----- Records for processing
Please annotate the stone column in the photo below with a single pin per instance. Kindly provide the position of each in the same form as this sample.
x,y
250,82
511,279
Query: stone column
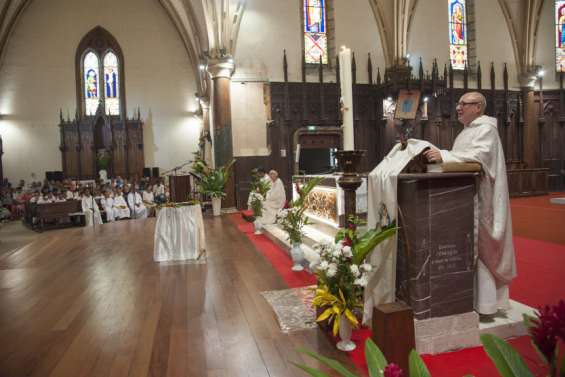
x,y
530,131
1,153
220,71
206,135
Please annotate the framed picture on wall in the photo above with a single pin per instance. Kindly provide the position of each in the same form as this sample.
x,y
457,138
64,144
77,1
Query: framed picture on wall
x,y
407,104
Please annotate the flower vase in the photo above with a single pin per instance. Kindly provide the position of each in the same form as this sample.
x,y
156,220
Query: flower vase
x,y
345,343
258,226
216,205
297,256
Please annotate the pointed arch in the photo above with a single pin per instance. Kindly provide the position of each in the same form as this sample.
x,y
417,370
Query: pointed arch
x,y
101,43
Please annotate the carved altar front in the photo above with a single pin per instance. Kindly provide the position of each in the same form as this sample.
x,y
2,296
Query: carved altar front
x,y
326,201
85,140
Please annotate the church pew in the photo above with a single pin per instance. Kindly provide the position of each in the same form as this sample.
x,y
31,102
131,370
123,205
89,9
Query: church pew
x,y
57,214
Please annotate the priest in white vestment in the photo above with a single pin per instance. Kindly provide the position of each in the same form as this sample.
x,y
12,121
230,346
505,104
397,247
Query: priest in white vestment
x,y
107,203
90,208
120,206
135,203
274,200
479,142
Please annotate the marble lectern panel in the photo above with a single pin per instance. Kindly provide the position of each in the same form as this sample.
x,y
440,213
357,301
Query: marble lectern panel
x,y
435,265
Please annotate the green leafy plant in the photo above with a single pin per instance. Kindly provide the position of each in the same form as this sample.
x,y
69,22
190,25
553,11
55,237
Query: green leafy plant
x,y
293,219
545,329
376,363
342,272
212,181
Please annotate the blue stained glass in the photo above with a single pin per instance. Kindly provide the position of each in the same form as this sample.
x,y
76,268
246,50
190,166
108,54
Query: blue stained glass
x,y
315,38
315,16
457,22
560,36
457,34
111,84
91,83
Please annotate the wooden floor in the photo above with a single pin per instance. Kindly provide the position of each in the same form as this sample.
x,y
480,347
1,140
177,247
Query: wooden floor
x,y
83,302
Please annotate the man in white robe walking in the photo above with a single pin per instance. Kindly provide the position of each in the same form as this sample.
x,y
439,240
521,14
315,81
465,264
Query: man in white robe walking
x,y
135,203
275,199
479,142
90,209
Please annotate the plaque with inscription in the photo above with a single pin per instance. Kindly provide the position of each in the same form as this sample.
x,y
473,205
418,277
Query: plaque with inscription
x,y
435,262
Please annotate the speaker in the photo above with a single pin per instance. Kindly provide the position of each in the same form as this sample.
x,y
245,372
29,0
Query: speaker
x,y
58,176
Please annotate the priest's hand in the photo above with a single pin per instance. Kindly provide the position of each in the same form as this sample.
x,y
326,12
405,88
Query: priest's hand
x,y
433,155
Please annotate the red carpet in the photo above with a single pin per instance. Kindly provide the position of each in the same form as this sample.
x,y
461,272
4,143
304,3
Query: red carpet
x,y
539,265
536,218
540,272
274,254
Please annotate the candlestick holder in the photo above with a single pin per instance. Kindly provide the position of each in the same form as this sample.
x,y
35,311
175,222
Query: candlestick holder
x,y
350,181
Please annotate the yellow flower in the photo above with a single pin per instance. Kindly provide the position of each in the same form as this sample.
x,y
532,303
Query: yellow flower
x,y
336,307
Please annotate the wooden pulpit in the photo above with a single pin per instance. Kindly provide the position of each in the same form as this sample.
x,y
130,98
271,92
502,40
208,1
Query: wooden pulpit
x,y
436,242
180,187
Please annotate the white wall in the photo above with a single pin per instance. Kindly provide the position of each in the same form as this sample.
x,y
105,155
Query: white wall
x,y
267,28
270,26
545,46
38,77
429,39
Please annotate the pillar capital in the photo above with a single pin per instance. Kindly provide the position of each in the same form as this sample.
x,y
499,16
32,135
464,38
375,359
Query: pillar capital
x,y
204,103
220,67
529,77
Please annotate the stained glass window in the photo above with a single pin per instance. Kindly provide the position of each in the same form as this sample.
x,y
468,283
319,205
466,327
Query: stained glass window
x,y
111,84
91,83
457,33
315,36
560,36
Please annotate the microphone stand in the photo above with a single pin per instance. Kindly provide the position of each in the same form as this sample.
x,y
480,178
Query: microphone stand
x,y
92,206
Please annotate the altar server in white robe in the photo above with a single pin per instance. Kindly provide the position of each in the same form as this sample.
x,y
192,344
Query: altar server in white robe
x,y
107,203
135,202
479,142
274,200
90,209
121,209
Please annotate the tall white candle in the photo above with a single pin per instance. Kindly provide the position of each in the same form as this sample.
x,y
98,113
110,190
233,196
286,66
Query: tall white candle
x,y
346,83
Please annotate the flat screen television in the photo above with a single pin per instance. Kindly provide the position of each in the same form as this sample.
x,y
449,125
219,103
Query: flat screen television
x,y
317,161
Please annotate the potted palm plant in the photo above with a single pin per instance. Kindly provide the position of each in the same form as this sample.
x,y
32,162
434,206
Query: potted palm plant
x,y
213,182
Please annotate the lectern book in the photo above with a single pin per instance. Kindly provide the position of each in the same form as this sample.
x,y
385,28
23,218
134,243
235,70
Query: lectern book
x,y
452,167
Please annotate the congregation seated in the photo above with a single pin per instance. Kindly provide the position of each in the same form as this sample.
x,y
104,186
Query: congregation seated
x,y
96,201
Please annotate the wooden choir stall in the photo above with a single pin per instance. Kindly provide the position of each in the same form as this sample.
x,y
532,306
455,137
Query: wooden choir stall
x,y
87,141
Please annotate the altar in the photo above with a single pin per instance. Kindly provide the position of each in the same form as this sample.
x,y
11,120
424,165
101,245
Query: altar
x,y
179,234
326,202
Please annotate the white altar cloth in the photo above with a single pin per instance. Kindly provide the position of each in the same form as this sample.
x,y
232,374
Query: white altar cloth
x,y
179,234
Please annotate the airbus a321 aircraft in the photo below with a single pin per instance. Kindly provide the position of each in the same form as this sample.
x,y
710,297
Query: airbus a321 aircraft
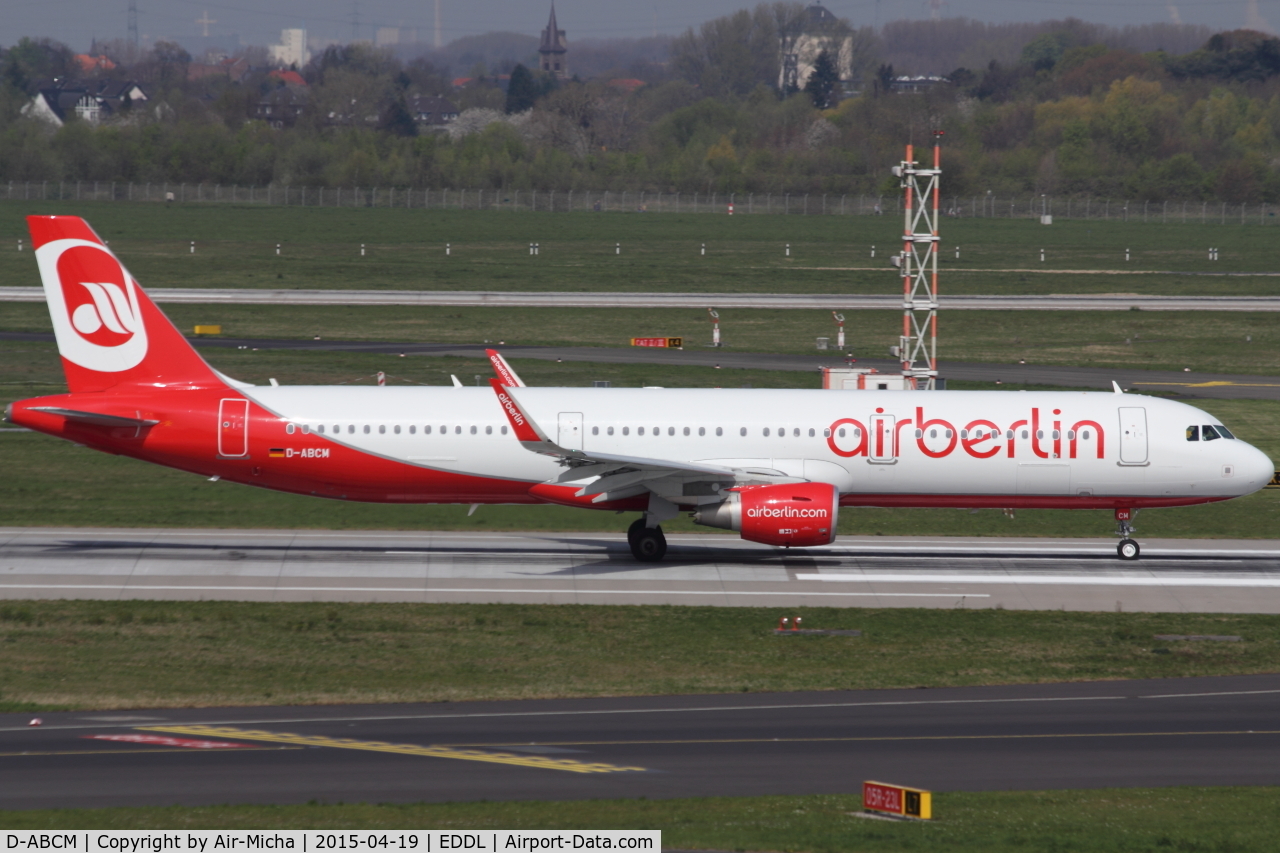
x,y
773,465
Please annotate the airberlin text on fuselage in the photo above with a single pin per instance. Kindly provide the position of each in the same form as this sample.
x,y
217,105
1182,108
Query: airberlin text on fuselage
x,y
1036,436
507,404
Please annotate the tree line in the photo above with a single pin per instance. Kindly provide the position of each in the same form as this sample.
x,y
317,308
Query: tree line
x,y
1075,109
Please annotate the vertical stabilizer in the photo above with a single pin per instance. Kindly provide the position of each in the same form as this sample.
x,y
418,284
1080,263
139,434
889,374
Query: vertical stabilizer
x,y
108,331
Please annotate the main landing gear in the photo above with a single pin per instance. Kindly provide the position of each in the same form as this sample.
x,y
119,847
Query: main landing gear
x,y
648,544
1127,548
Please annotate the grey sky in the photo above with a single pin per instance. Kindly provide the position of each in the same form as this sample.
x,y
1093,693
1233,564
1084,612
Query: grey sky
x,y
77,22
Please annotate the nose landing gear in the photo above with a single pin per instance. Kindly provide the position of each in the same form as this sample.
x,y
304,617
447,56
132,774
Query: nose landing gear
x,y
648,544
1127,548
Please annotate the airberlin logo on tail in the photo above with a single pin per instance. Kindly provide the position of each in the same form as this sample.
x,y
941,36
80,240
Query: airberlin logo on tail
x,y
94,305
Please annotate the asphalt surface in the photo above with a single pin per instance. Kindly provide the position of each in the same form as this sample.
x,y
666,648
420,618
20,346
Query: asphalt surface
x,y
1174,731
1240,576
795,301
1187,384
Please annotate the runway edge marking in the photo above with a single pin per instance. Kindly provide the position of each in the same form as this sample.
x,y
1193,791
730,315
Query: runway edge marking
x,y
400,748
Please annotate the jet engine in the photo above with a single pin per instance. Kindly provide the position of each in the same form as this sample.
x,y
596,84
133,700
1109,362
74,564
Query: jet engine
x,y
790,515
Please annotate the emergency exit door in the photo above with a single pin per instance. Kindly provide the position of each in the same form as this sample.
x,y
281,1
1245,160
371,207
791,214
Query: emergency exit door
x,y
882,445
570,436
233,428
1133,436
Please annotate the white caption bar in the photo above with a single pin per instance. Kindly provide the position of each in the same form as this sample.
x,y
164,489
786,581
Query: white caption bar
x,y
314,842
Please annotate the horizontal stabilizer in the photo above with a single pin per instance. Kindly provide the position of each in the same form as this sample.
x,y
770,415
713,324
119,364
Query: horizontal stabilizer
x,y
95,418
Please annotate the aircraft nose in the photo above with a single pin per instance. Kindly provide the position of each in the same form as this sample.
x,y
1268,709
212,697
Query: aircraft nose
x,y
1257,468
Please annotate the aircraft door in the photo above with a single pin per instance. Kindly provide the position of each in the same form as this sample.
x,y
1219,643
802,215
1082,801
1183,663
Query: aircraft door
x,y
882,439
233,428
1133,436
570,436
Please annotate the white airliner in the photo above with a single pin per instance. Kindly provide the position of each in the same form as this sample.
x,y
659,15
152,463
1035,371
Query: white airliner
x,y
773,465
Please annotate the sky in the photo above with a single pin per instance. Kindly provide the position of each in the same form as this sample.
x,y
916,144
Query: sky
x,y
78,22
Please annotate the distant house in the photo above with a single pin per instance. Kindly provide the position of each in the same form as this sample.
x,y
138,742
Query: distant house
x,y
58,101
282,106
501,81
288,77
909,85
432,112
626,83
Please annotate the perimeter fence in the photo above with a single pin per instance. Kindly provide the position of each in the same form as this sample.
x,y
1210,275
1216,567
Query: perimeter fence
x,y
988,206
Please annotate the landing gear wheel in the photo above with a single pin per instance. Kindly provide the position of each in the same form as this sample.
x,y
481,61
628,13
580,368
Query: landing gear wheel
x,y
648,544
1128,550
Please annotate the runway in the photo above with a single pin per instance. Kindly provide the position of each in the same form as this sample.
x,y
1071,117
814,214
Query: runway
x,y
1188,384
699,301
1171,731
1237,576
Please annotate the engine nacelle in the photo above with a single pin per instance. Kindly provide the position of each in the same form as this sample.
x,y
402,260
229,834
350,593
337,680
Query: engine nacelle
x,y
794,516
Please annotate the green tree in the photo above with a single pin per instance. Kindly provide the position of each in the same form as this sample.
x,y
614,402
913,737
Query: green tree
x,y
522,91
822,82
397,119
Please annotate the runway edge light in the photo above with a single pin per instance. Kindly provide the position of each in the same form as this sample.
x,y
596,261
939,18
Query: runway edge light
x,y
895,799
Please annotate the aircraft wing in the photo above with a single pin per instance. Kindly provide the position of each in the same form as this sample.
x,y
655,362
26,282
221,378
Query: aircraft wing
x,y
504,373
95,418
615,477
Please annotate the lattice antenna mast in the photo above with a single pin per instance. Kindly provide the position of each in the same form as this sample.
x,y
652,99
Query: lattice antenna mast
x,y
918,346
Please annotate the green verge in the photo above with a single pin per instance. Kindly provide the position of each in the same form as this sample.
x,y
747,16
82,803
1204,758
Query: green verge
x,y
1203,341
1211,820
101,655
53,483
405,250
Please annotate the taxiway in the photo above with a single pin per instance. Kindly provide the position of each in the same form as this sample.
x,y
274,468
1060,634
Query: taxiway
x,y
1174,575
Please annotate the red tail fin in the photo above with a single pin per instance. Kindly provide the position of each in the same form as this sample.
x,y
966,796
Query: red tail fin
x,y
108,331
----------
▸ Required action
Scan the data above. Return every line with "below" in it.

▸ Result
Please annotate the stone column in the photo below with a single pin per instance. Kindly provide the position of each in the same form as this sample.
Please annotate the airbus a321 aircraft in the photo below with a single pin per instance. Kindly provide the position of each in the same form as this sample.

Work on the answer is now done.